Task statement »
Output each entry that follows exactly. Images stay out.

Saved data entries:

++++

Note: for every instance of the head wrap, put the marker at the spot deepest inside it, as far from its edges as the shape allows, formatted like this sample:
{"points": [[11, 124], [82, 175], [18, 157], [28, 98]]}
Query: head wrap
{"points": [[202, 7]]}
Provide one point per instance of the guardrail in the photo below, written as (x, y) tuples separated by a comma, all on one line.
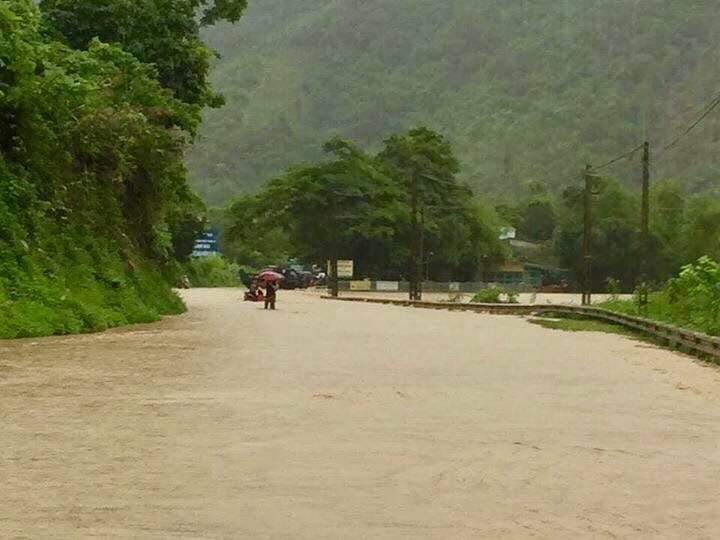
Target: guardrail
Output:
[(696, 343)]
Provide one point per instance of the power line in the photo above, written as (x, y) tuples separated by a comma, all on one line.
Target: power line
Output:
[(706, 112), (626, 155)]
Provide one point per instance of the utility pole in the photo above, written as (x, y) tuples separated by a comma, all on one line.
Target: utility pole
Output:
[(587, 244), (414, 248), (421, 258), (645, 221), (334, 248)]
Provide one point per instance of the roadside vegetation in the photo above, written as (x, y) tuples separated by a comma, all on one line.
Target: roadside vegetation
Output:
[(495, 295), (691, 300), (568, 324), (356, 205), (214, 271), (94, 203)]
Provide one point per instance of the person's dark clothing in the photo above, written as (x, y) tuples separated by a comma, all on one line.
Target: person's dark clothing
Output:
[(270, 296)]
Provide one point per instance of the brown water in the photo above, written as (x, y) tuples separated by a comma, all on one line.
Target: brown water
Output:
[(327, 420)]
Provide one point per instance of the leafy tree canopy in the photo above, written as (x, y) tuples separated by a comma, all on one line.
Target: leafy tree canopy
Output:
[(164, 33)]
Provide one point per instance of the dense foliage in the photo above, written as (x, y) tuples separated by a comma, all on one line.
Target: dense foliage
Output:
[(683, 227), (692, 300), (165, 33), (215, 271), (527, 90), (93, 195), (356, 205)]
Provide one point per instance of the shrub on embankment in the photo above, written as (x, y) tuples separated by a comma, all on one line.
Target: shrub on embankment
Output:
[(691, 300), (92, 183)]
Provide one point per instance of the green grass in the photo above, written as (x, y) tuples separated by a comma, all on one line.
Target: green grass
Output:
[(586, 325)]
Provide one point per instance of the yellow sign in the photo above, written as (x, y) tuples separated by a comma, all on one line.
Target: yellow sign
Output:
[(361, 285), (346, 269)]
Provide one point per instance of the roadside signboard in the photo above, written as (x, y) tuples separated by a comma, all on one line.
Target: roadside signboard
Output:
[(207, 244), (387, 286), (346, 269), (365, 285)]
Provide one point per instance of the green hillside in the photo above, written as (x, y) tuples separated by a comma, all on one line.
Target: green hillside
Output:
[(524, 90)]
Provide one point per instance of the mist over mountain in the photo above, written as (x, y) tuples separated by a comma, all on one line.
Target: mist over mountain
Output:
[(525, 90)]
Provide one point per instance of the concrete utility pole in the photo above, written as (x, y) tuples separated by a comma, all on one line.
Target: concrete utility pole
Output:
[(414, 241), (645, 221), (587, 242), (421, 257), (334, 248)]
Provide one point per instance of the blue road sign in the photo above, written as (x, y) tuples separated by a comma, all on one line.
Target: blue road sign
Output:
[(207, 244)]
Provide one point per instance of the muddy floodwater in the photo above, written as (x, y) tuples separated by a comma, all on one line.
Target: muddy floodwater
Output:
[(332, 420)]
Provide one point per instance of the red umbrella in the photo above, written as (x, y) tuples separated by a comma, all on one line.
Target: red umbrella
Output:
[(270, 276)]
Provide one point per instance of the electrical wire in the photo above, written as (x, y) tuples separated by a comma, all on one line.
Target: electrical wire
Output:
[(706, 112), (626, 155)]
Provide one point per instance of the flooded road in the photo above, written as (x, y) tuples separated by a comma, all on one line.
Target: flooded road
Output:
[(331, 420)]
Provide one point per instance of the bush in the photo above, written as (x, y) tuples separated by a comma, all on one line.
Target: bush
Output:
[(495, 295), (691, 300), (215, 271)]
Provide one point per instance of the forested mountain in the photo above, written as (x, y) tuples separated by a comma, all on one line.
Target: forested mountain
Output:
[(525, 90)]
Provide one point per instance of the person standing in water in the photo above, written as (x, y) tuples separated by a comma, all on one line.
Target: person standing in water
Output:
[(271, 294)]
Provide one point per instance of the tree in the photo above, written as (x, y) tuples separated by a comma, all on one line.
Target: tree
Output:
[(164, 33), (537, 222), (616, 235)]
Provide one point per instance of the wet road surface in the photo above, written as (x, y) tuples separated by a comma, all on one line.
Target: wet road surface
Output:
[(329, 420)]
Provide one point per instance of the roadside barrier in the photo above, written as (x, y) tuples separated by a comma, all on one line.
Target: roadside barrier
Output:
[(695, 343)]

++++

Output for this task »
Note: for every instance of the head wrap, put the marker at the spot deepest inside it, as far from its edges as the shape allows, formatted like this sample:
{"points": [[11, 124], [82, 175], [18, 157], [28, 98]]}
Query: head wrap
{"points": [[202, 7]]}
Provide one point per instance of the guardrail in the photo below, written as (x, y) tuples separated by a comma, all on one line.
Target: guardrail
Output:
[(696, 343)]
Provide one point per instance of the power line in the photo above, written as (x, y) tuples separated by a comma, all on one line.
Target: power line
Output:
[(706, 112), (626, 155)]
Provide one point per instance of the utility pole in the photo above, written as (x, y) tuples separated by a comma, all on one line.
Target: utility pole
Output:
[(587, 244), (414, 248), (421, 258), (645, 221), (334, 248)]
Provide one point per instance of the roadside vegetation in the photo above, written as (x, y) tuples separated by a comma, all on one line.
Target: roadside vegetation
Output:
[(495, 295), (691, 300), (568, 324), (356, 205), (214, 271), (94, 203)]
Provide one point per instance of the person's dark clothing in the photo above, written as (x, y) tuples separated by a comma, all on one line.
Target: person's dark clothing
Output:
[(270, 296)]
Provide one point per instance of the brown water in the photo above, written as (x, y) tuples separated by a comma, all on one line.
Target: brown water
Output:
[(327, 420)]
Provide one point per instance of the leafy tree canopy in the photo above, written as (x, y) tuples separated by a comma, all on one line.
Target: leafy tree canopy
Output:
[(164, 33)]
Provide one point per instance of the dense foliage in the photo above, written as (x, y) tuples separated by a comma, all on one line.
Target: dense foliage
Output:
[(683, 227), (692, 300), (165, 33), (215, 271), (527, 90), (93, 195), (356, 205)]
Provide one point per instance of the shrub on embankment in the photo above, written as (x, y) tuples separated by a comma, all on one line.
Target: shrub on embankment
Output:
[(691, 300), (92, 183)]
Provide one point per instance of the green grass in the photo above, written as (x, y) tuples separated by a comma, all on one line.
Target: green grass
Output:
[(586, 325)]
Provide one point per instance of the yellow sign in the photo above, written as (x, y) tuples separated by a comma, all on one line.
Target: yellow sign
Output:
[(361, 285), (346, 269)]
Provide one point per instance of the roadside signboard in the photo above, written as (x, y) tuples separated by a comma, all on one line.
Target: roadside signboard
Output:
[(207, 244), (387, 286), (346, 269), (365, 285)]
Provide one point per instance of the green hillside in the photo above, written as (x, y) tuples separated by a comma, all on one line.
Target: green hillside
Output:
[(524, 90)]
Provide one point per instance of the mist over mountain in the photo above, written as (x, y) tuples separated by a comma, all on one line.
Target: mist over mountain
Output:
[(525, 90)]
Provide one point per instance of the concrete utility pole in the photo above, written as (x, y) tuples separated by a comma, all on one line.
Target: concrete utility pole
Output:
[(414, 241), (645, 221), (587, 242), (421, 257), (334, 248)]
Provide one point per instance of the blue road sign in the photo above, written as (x, y) tuples separated by a comma, all on one line.
Target: blue road sign
Output:
[(207, 244)]
Provide one point per instance of the muddy floodwater in the photo above, written as (x, y) tuples separated by a comma, all on one line.
Target: muddy floodwater
Output:
[(332, 420)]
Provide one point per instance of the red umbrella in the photo above, written as (x, y) tuples separated by a comma, all on one line.
Target: red umbrella
Output:
[(270, 276)]
Provide one point per instance of the electrical wire in the photo above, written as (x, y) tuples separated by a comma, all on one line.
Target: electrical wire
Output:
[(706, 112), (626, 155)]
Provide one point per instance of the flooded road in the photo above, written as (x, y) tuples separated by a comma, all on one line.
Target: flooded road
Output:
[(331, 420)]
Provide one point per instance of the bush in the photo above, written as (x, y) tuples separated by a comma, all on one line.
Target: bush
Output:
[(495, 295), (691, 300), (215, 271)]
Provide one point per instance of the forested mountain in the photo above, written as (x, y) tuples separated by a comma, all on one line.
Target: forested mountain
Output:
[(525, 90)]
Provide one point per instance of the person standing in water in the photo above, written as (x, y) tuples separated by a comma, all on one line.
Target: person standing in water
Output:
[(271, 294)]
Provide one point per instance of the tree in the photo above, written as (x, y) tuples separated by a comma, all on one line.
Target: tree
Output:
[(164, 33), (537, 222), (616, 235)]
Provide one point per instance of the wet road surface in the photo above, written as (x, y) tuples separated by a comma, all on one line.
Target: wet road surface
Output:
[(329, 420)]
Provide one point per instance of the roadside barrier in the photo above, written as (x, y) tuples separated by a comma, all on one line.
Target: roadside barrier
Output:
[(695, 343)]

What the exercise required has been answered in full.